Top of Listed records

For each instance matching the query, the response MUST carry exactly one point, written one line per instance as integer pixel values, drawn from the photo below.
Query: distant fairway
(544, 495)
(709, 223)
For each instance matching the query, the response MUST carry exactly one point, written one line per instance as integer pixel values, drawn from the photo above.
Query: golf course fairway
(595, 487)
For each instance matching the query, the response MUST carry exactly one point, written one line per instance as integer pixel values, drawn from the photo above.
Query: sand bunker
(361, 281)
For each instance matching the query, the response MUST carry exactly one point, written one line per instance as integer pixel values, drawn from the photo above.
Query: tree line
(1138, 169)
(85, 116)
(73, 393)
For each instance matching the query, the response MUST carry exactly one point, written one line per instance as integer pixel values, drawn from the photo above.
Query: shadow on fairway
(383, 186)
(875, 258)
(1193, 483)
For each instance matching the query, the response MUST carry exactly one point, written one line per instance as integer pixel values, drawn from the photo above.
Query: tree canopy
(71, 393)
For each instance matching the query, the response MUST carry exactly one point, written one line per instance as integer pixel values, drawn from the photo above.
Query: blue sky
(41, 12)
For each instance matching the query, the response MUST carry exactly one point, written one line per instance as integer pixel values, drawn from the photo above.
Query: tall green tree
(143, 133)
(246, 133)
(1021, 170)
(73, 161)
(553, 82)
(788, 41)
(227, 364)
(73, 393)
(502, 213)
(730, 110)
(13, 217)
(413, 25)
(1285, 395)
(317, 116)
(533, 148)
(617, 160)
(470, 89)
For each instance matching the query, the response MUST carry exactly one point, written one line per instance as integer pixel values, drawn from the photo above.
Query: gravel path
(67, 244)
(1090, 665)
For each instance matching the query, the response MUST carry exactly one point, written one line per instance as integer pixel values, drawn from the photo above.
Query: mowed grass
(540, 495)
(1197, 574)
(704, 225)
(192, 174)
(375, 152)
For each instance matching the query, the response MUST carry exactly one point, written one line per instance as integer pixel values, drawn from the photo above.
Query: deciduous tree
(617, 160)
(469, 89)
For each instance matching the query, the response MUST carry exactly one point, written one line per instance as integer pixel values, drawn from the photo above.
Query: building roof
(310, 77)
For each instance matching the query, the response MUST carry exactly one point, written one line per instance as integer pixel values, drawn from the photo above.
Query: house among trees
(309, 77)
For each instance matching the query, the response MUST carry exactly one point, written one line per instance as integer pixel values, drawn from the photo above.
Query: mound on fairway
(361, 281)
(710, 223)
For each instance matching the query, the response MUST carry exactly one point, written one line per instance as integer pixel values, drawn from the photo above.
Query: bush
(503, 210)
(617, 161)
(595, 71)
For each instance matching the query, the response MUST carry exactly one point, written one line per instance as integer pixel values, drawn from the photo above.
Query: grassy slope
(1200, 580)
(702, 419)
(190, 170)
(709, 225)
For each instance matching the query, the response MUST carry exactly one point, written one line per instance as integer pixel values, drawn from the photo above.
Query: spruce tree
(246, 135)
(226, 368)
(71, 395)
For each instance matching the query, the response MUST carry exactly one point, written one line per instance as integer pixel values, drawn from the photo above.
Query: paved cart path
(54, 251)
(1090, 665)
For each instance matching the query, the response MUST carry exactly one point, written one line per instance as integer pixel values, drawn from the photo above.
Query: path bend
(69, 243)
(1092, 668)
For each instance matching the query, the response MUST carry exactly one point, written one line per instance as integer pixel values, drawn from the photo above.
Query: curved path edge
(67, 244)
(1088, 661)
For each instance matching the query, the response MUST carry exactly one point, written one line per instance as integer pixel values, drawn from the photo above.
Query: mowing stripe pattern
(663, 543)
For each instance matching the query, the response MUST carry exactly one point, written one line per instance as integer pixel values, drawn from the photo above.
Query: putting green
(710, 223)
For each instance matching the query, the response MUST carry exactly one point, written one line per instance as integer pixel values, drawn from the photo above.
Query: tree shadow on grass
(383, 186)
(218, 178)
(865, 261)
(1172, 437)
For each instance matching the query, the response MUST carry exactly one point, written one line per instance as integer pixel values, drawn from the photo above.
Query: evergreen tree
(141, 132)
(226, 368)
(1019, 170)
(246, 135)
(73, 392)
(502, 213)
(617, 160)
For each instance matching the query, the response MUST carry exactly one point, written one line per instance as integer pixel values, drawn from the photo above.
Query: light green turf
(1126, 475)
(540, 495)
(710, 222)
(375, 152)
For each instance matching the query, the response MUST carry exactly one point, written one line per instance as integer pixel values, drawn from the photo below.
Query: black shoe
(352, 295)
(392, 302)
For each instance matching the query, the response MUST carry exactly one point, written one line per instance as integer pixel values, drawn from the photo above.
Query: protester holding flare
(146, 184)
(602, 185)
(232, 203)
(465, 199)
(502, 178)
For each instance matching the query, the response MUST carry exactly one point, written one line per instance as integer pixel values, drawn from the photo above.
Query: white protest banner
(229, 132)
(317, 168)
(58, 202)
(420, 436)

Bottom of Listed records

● Instructions to follow:
Your task is to reproduce exactly the lines from the one with "Query: black shoe" through the end of the listing. Both ends belong in the answer.

● Response to the task:
Query: black shoe
(352, 295)
(392, 302)
For each instance matching the query, the response MUST carry exactly one point, written one line per instance as integer pixel values, drawn from the photo above.
Query: protester holding flare
(146, 184)
(602, 185)
(232, 203)
(465, 199)
(502, 178)
For each instance matching the query, the response MUST carry exactly one point, written one line per instance as integer pixel values, drawn from the photo above.
Query: white protest banner
(229, 132)
(317, 168)
(58, 202)
(420, 436)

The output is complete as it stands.